STORED DATA:
>> begin

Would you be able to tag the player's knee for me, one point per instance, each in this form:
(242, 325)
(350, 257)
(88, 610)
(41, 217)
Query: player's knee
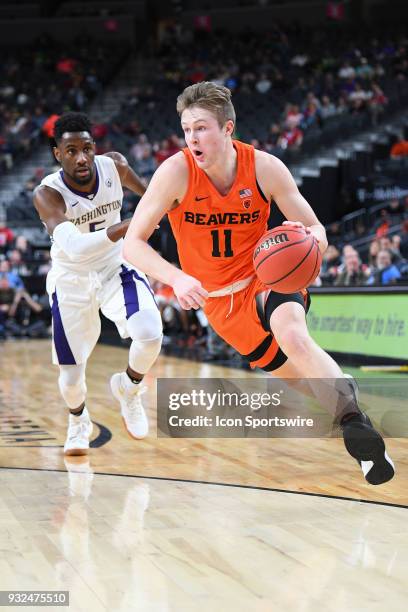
(295, 341)
(72, 385)
(146, 326)
(145, 329)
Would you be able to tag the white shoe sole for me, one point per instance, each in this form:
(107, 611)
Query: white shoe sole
(78, 452)
(117, 395)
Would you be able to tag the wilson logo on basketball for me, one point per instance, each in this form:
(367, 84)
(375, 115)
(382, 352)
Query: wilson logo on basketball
(270, 242)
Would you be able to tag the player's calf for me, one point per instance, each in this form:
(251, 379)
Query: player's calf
(364, 443)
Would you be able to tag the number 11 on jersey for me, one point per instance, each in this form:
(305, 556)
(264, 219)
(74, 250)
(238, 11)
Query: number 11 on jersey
(227, 243)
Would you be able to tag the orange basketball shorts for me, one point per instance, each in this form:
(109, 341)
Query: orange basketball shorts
(242, 320)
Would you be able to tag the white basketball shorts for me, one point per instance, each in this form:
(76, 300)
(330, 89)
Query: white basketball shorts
(76, 299)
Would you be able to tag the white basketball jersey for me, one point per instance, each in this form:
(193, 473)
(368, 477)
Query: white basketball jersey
(90, 212)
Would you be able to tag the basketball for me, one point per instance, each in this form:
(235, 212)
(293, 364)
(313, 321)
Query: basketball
(287, 259)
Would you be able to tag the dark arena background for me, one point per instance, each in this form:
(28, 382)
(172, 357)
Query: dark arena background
(258, 518)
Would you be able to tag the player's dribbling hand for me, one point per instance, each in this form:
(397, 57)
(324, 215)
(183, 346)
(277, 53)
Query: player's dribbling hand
(189, 292)
(299, 224)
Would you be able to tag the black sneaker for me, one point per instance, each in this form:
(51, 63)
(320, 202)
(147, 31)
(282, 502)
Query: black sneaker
(366, 445)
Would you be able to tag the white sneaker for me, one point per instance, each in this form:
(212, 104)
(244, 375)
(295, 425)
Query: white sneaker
(79, 431)
(133, 414)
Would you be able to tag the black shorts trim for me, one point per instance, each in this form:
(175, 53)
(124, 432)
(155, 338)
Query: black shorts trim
(261, 193)
(260, 350)
(273, 301)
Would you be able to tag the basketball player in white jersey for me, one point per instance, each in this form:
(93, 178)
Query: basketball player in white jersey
(80, 206)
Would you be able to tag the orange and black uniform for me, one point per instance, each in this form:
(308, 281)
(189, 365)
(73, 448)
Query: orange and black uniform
(216, 236)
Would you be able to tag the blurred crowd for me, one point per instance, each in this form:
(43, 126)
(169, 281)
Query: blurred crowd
(287, 83)
(24, 307)
(40, 81)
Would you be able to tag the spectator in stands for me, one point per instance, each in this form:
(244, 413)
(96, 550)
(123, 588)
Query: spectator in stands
(6, 299)
(396, 211)
(377, 102)
(13, 279)
(327, 108)
(399, 149)
(404, 240)
(373, 252)
(331, 262)
(24, 247)
(385, 273)
(387, 245)
(383, 224)
(353, 273)
(17, 264)
(291, 139)
(6, 235)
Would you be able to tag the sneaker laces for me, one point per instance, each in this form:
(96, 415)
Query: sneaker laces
(80, 429)
(135, 405)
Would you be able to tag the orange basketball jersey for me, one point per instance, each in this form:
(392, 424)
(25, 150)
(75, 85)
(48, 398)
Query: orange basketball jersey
(216, 235)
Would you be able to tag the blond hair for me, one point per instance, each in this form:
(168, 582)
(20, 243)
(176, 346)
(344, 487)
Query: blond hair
(212, 97)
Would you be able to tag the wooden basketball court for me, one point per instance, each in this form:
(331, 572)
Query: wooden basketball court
(186, 524)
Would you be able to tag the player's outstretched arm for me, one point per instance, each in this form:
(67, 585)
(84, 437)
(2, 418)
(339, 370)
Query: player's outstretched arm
(51, 210)
(280, 186)
(128, 176)
(165, 190)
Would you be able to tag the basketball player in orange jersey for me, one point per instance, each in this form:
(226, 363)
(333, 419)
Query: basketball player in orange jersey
(217, 194)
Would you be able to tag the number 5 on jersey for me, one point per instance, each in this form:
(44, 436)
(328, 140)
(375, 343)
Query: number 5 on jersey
(227, 243)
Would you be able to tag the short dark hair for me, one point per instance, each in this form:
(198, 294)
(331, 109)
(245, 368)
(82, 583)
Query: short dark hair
(71, 122)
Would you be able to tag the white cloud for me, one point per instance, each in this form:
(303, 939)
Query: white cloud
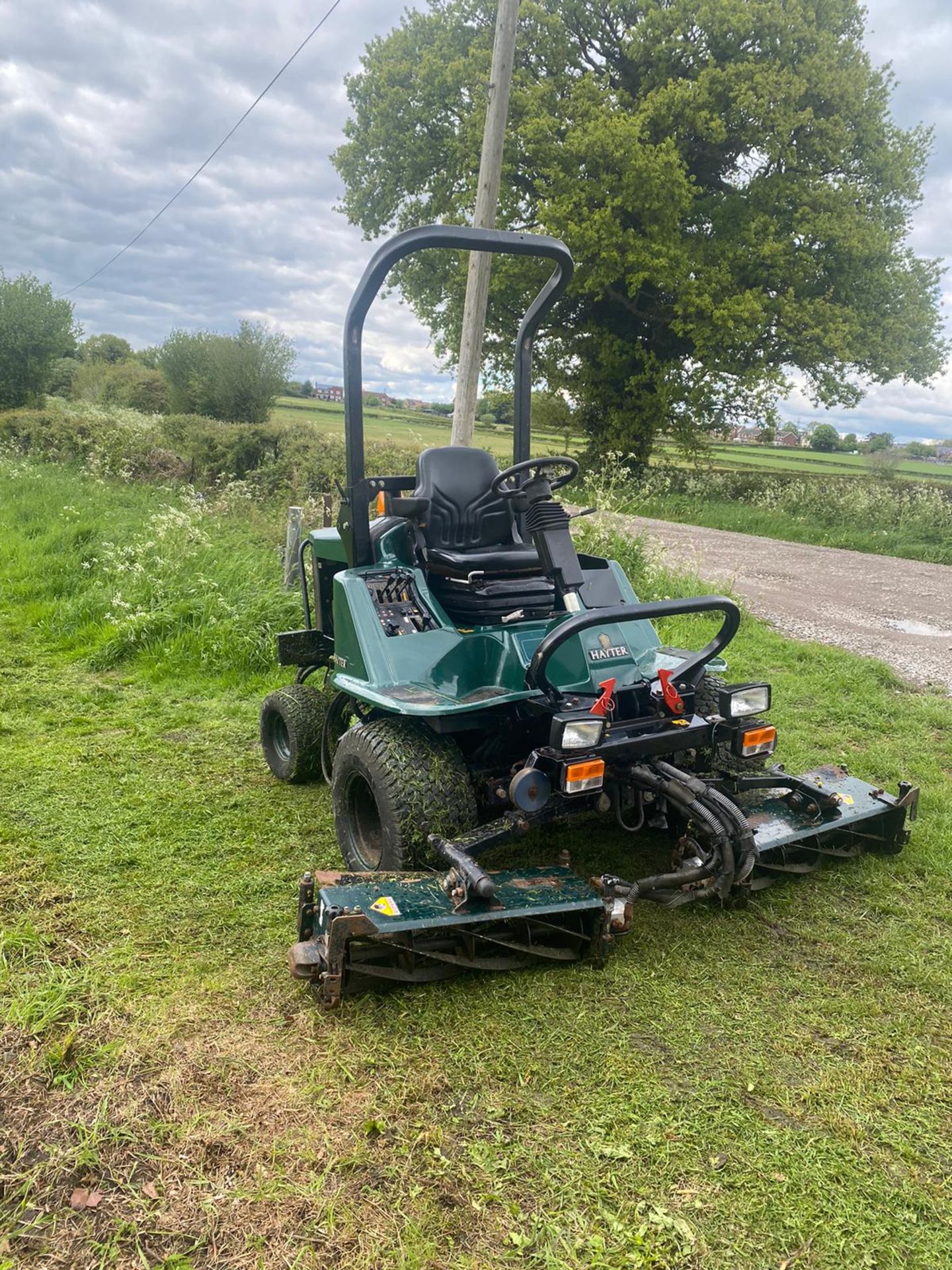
(107, 106)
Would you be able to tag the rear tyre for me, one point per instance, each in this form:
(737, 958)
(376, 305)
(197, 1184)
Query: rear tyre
(723, 759)
(291, 730)
(395, 783)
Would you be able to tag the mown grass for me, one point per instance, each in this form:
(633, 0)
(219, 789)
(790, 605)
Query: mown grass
(808, 461)
(416, 429)
(734, 1091)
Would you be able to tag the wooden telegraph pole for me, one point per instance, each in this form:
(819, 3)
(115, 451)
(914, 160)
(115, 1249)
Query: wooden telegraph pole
(485, 218)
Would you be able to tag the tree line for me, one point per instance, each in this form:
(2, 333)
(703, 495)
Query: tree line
(728, 175)
(235, 378)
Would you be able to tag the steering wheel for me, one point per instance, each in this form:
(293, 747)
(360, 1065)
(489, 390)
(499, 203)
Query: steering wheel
(571, 472)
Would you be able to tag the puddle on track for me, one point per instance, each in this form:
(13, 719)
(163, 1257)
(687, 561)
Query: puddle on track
(912, 628)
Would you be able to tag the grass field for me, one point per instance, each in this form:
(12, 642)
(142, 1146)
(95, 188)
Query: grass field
(808, 462)
(760, 1090)
(413, 429)
(418, 429)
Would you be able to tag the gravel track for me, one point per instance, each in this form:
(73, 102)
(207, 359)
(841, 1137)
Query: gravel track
(896, 610)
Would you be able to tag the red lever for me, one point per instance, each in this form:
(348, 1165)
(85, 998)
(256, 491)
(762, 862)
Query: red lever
(606, 702)
(672, 698)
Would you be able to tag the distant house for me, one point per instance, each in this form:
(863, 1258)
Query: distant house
(746, 436)
(382, 398)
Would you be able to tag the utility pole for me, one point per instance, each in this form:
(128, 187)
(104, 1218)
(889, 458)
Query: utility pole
(500, 79)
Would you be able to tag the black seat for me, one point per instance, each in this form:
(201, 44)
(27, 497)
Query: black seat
(477, 568)
(467, 527)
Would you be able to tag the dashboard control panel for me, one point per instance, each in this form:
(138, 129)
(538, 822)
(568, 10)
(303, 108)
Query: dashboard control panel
(399, 609)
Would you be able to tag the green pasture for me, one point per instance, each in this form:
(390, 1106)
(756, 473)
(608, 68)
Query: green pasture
(754, 1090)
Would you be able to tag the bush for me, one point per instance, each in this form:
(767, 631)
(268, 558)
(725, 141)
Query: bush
(233, 378)
(36, 332)
(130, 384)
(63, 372)
(295, 460)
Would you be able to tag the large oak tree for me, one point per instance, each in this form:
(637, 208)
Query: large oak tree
(727, 173)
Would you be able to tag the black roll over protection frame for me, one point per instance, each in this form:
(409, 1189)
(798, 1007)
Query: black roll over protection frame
(354, 517)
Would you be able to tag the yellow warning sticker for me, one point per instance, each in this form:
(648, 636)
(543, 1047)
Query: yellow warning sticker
(387, 906)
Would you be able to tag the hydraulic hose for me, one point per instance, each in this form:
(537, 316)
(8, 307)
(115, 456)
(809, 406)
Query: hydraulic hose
(643, 888)
(692, 794)
(723, 806)
(615, 794)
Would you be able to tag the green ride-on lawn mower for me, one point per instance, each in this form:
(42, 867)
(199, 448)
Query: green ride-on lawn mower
(483, 680)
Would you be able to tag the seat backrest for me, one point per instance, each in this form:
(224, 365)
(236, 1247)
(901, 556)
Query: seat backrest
(463, 512)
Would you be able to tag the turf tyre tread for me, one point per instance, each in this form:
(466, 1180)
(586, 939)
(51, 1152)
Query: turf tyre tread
(420, 785)
(301, 709)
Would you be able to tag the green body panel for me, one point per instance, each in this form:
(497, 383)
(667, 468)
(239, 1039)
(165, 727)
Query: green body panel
(456, 671)
(328, 545)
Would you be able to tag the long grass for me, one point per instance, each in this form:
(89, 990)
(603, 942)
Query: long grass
(734, 1091)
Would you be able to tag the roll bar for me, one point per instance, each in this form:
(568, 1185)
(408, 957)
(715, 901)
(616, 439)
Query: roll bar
(688, 672)
(356, 524)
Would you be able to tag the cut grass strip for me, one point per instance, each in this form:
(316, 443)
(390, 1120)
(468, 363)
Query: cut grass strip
(733, 1091)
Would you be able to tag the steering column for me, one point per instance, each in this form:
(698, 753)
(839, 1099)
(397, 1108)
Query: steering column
(546, 521)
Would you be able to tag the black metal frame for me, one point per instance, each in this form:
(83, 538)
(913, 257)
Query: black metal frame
(687, 675)
(354, 515)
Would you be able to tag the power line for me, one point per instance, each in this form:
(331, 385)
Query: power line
(200, 171)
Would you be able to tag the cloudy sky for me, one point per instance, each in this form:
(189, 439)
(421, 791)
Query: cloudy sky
(108, 106)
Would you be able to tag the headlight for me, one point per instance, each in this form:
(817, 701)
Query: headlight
(740, 700)
(576, 733)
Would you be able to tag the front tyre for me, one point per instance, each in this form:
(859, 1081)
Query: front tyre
(291, 728)
(395, 783)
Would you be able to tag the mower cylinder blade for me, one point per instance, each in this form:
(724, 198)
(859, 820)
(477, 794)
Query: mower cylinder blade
(407, 929)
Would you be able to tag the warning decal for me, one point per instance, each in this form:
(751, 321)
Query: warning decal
(387, 906)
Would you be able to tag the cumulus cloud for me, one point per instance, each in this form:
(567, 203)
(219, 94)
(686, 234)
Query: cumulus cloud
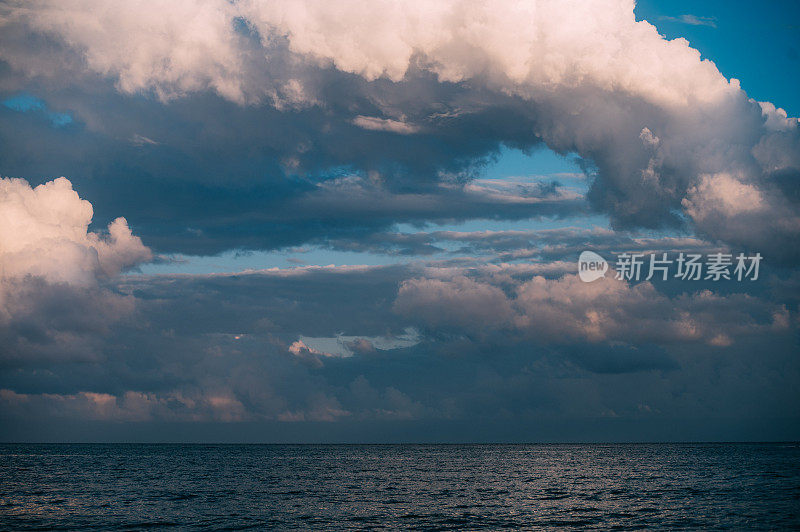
(53, 302)
(44, 233)
(649, 115)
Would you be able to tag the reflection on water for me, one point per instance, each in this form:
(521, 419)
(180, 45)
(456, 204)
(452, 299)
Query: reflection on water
(407, 486)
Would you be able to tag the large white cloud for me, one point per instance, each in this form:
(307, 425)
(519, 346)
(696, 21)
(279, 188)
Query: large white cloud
(54, 303)
(663, 127)
(44, 232)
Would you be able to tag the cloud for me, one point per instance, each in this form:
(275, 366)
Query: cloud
(44, 232)
(693, 20)
(54, 303)
(567, 310)
(319, 74)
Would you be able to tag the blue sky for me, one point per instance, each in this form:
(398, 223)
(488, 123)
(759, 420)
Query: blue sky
(238, 222)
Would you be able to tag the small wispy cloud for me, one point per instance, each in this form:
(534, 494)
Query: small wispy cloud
(693, 20)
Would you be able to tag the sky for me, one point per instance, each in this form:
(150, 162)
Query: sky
(361, 221)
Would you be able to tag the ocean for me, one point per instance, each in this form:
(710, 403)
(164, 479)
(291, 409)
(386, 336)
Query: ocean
(428, 487)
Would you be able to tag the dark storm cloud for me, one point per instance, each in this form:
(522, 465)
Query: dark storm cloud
(219, 348)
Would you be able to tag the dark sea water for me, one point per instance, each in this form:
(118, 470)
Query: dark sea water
(667, 486)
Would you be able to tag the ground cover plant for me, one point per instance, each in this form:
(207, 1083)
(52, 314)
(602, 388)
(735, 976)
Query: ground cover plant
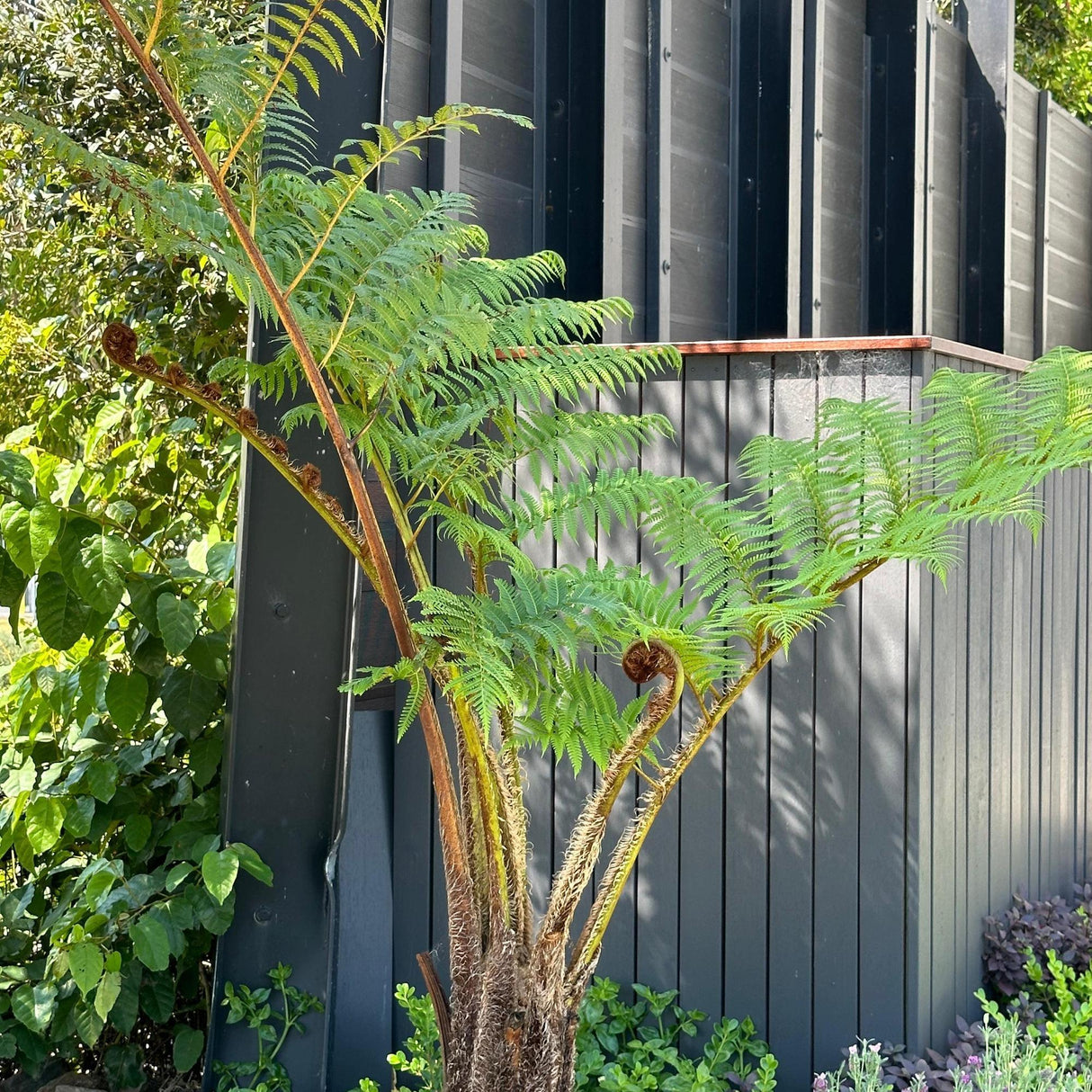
(442, 369)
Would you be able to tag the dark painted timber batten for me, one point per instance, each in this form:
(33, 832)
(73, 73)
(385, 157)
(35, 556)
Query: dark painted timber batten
(738, 172)
(286, 756)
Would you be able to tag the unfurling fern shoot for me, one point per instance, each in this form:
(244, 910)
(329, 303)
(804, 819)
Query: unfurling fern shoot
(440, 369)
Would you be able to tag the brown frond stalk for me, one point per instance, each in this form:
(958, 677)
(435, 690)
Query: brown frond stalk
(451, 831)
(642, 662)
(586, 950)
(119, 343)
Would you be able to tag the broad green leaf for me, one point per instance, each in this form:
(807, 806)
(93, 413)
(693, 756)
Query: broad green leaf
(81, 810)
(62, 615)
(44, 526)
(45, 815)
(75, 533)
(151, 944)
(178, 873)
(220, 608)
(219, 561)
(178, 622)
(12, 580)
(102, 779)
(110, 988)
(126, 699)
(125, 1064)
(88, 1024)
(100, 884)
(15, 524)
(204, 759)
(189, 700)
(100, 571)
(189, 1045)
(144, 590)
(215, 917)
(209, 654)
(138, 830)
(148, 656)
(85, 965)
(219, 871)
(33, 1005)
(18, 473)
(107, 418)
(253, 863)
(157, 996)
(126, 1007)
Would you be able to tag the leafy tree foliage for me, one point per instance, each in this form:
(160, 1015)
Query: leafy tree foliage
(113, 879)
(443, 369)
(1054, 50)
(71, 261)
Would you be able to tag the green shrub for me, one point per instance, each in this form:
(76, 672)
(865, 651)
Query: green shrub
(622, 1046)
(273, 1012)
(113, 879)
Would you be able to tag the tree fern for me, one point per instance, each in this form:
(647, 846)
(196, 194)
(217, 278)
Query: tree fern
(470, 394)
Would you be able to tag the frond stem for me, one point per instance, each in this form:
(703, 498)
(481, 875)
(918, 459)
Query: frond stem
(271, 90)
(586, 950)
(454, 850)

>> end

YOUR INSTRUCTIONS: Repeat only the lines from the one holding "Would you be able to tag the leafy" through the last line of the data.

PROBLEM SOLUTION:
Would you be able to tag the leafy tree foliage for me, one point per instance, each in this form:
(160, 1015)
Query: leafy tree foliage
(113, 879)
(443, 369)
(1054, 50)
(71, 261)
Would you be able to tag the green shrub for me, one point per instance, each in this form:
(76, 672)
(865, 651)
Query: green shrub
(622, 1046)
(273, 1012)
(113, 879)
Would you be able to tag the tree fern for me, one point per instance, each in this form:
(647, 846)
(196, 194)
(217, 278)
Query: tree fern
(470, 394)
Would you be able to tag the frond stem for me, one point per instance, each in this form:
(703, 498)
(481, 875)
(918, 459)
Query: frond stem
(271, 90)
(586, 950)
(454, 850)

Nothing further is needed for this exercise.